Task to complete: The lines to reproduce from the material below are those from the one containing "105L142 97L119 119L101" through the one containing "positive clicks: (109, 155)", both included; write them out exactly and add nothing.

Exercise inputs:
§ §

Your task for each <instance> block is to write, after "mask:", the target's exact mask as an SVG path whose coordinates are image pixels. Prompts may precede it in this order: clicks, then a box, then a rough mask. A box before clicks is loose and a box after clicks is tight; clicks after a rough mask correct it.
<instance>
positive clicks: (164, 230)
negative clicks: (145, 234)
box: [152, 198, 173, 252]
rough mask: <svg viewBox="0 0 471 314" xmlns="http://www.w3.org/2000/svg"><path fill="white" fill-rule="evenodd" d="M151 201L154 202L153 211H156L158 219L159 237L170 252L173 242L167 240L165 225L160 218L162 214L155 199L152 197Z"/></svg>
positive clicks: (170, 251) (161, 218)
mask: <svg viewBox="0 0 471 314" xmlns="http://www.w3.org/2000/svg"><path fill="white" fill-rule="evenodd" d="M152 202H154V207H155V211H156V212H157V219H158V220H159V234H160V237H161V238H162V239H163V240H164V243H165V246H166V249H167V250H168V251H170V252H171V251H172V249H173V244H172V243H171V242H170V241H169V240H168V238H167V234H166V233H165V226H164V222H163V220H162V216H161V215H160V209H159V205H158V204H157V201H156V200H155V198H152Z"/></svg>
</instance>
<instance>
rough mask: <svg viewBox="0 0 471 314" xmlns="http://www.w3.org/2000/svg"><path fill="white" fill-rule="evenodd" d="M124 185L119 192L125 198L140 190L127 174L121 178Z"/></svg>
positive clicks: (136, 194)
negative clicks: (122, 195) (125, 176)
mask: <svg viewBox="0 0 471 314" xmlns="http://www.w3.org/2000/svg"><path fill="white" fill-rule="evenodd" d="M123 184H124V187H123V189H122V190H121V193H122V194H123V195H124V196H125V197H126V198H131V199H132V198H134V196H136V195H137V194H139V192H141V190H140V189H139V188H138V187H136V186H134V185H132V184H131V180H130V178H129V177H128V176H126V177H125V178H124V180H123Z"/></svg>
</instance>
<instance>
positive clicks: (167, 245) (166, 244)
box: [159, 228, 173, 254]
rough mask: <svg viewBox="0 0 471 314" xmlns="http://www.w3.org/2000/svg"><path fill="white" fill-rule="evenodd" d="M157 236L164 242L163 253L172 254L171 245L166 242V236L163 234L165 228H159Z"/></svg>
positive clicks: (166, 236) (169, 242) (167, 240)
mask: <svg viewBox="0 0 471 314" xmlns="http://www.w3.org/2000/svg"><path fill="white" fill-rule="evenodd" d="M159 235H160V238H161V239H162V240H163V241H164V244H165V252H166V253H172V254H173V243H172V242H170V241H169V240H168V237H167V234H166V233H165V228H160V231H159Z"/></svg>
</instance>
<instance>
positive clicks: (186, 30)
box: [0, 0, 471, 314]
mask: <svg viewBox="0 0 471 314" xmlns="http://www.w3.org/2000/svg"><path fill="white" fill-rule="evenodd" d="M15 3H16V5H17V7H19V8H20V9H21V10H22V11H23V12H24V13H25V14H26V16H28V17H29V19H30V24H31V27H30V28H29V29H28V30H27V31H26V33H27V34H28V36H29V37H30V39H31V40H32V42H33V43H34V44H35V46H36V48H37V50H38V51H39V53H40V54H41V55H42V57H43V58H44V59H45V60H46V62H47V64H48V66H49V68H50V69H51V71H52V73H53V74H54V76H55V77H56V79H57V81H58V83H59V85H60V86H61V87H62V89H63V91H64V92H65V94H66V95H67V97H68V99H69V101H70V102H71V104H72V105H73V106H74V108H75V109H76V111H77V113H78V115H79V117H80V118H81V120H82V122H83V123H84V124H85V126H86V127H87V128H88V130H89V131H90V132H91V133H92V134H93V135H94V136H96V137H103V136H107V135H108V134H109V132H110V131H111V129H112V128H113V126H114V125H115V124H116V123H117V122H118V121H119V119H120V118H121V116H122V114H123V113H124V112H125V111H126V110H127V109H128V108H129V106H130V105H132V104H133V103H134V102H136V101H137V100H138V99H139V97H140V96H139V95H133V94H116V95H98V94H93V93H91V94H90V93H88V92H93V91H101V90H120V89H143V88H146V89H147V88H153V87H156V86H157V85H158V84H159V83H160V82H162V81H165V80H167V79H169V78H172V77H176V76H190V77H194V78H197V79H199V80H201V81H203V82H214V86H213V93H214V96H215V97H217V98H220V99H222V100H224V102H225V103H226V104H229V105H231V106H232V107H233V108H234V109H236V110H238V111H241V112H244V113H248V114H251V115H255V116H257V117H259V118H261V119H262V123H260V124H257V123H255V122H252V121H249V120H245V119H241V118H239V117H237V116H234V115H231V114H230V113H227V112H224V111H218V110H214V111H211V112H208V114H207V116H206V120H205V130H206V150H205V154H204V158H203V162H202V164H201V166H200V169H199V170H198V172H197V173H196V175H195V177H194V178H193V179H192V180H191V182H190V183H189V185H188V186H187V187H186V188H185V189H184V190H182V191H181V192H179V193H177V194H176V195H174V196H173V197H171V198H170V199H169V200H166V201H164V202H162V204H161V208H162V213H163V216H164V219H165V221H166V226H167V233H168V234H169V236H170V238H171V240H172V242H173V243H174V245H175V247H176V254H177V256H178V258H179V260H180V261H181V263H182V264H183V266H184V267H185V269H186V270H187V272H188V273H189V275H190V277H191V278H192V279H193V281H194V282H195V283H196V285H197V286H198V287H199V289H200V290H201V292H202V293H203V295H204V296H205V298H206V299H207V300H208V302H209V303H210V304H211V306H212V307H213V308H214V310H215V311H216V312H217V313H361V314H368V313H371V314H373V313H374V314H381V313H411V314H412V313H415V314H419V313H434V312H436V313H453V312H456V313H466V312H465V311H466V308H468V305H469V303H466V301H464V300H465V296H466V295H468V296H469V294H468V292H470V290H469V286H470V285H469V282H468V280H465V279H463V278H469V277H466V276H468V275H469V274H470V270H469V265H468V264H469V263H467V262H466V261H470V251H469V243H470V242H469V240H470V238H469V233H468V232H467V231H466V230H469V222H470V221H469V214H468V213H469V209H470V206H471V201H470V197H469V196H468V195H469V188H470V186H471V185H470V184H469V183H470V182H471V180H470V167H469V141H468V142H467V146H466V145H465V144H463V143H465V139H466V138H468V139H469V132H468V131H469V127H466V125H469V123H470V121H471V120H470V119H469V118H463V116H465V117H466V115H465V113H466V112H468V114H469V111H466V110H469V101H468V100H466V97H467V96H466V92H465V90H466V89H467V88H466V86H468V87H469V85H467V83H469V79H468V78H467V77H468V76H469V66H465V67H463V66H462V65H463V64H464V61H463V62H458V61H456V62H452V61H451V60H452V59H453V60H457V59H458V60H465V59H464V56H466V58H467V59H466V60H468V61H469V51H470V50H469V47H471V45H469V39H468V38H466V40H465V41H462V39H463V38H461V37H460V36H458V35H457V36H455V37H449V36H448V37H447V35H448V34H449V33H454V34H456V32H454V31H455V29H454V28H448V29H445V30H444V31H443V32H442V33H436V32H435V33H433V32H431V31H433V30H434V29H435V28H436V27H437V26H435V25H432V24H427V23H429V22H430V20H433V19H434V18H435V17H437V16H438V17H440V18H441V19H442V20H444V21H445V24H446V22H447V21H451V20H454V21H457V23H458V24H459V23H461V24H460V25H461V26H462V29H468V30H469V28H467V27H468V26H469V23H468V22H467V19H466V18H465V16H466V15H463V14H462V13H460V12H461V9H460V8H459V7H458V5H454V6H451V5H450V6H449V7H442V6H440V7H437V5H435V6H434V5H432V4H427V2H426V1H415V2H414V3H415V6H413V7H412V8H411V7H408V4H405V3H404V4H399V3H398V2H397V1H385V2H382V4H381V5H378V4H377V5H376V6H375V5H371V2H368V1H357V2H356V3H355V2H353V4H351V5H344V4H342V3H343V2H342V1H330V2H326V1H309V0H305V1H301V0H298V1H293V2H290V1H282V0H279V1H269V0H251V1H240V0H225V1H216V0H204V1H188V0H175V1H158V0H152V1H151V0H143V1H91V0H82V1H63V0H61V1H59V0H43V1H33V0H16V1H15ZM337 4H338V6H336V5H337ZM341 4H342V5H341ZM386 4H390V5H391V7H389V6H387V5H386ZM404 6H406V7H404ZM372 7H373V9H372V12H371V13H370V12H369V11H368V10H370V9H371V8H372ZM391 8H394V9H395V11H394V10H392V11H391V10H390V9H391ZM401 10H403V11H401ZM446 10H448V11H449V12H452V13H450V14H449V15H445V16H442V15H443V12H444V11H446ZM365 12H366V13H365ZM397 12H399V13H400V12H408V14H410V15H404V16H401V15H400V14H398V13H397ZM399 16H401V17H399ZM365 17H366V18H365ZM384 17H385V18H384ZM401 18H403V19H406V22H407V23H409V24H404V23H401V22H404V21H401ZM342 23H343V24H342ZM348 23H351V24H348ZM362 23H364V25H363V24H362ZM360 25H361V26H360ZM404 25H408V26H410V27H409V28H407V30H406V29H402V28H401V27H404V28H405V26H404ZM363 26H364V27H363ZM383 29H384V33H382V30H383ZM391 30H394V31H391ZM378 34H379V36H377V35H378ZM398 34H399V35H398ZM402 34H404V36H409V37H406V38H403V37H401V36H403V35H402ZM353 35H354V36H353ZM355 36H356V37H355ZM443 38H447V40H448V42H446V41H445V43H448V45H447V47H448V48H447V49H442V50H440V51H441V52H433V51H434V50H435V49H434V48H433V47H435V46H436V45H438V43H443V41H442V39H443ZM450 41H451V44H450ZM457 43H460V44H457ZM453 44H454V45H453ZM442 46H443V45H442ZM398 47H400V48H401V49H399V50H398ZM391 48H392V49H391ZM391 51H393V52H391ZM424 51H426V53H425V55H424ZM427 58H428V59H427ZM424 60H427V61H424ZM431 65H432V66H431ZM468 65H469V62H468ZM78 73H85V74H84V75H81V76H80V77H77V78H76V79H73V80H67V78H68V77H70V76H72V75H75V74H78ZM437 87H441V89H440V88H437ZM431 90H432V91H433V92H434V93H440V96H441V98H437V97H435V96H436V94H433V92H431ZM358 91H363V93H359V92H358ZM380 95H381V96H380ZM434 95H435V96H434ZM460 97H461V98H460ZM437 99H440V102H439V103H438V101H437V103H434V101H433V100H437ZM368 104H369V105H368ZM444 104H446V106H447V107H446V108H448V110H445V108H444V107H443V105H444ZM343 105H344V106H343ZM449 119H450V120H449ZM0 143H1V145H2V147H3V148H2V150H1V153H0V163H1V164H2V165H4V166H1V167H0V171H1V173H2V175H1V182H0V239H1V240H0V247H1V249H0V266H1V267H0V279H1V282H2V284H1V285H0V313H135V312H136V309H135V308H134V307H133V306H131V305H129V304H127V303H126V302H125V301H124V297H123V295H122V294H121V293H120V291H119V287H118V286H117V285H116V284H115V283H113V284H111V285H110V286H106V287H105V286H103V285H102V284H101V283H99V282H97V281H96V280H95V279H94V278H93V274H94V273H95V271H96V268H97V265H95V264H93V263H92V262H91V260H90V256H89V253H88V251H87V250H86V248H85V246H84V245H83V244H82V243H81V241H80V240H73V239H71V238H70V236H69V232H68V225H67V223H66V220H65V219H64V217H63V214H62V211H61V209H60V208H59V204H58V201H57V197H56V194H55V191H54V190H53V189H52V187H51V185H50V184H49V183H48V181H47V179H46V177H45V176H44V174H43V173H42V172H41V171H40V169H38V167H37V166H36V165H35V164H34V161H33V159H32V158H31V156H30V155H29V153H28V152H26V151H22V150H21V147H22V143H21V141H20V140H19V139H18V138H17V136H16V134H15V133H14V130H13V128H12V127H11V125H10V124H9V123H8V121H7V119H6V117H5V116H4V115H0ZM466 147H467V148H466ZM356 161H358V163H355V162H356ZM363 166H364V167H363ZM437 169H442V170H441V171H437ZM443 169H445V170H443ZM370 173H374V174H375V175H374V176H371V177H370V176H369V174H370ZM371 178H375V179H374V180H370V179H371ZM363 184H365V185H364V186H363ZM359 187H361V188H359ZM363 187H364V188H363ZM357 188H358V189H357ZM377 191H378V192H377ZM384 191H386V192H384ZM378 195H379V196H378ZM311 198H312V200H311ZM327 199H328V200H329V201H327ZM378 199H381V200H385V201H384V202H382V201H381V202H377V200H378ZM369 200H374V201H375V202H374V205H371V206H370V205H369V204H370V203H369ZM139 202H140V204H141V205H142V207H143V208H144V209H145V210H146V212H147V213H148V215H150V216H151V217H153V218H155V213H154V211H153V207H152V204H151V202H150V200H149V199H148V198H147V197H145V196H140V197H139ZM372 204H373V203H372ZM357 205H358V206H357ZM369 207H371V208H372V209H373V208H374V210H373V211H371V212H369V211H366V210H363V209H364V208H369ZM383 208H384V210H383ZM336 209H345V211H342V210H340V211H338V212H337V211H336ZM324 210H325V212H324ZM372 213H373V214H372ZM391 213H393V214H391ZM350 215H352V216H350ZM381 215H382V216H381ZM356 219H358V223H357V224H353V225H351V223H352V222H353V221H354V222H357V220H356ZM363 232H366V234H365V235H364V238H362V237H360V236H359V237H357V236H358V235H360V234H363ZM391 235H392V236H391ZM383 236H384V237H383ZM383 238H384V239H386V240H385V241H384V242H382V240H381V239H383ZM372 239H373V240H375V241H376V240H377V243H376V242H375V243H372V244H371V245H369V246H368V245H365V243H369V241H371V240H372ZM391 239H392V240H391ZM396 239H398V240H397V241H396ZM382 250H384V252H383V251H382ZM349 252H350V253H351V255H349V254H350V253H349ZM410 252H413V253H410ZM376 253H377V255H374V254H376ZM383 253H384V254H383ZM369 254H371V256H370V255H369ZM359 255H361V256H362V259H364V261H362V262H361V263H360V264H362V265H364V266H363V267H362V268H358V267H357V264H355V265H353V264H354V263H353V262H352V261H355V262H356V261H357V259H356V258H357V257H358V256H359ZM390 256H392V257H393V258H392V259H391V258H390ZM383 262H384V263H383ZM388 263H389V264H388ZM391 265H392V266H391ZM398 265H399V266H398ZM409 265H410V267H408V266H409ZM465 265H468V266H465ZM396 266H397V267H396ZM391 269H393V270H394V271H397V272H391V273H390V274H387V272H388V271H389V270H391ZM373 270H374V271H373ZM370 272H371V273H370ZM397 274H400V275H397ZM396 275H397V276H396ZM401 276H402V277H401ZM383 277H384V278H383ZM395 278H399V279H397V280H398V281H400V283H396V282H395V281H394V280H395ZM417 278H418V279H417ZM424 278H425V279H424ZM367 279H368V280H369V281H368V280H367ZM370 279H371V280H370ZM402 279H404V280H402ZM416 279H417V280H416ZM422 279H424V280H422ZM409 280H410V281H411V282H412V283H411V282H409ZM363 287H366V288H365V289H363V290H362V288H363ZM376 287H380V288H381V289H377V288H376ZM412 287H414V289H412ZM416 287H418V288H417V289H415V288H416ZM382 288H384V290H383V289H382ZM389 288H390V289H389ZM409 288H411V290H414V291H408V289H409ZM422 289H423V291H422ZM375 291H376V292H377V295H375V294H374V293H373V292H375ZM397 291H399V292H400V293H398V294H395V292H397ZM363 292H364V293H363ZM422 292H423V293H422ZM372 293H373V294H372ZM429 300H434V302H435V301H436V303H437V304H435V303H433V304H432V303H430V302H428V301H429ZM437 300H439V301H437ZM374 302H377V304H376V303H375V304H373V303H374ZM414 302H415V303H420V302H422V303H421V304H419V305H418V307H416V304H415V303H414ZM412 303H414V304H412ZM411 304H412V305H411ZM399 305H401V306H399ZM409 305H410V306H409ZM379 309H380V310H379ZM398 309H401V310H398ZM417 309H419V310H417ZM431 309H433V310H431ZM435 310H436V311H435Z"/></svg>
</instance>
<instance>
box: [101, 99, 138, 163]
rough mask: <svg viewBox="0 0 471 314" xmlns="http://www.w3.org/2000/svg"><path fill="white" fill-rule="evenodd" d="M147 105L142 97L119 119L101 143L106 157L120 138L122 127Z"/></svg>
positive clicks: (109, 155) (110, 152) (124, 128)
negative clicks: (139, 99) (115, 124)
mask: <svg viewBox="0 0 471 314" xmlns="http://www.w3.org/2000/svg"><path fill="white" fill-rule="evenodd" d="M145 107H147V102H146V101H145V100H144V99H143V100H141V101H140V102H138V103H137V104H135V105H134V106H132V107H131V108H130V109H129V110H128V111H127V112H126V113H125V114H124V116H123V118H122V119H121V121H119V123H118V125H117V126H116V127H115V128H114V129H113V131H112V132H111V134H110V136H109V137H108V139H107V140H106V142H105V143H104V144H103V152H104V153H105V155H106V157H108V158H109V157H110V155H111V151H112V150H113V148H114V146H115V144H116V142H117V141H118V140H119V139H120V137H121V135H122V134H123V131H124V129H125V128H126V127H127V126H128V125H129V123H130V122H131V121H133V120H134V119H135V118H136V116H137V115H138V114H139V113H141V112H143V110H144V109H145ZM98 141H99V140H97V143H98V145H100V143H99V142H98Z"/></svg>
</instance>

§ §

Output for this exercise:
rough mask: <svg viewBox="0 0 471 314" xmlns="http://www.w3.org/2000/svg"><path fill="white" fill-rule="evenodd" d="M147 105L142 97L119 119L101 143L106 157L120 138L122 127Z"/></svg>
positive clicks: (109, 155) (110, 152) (124, 128)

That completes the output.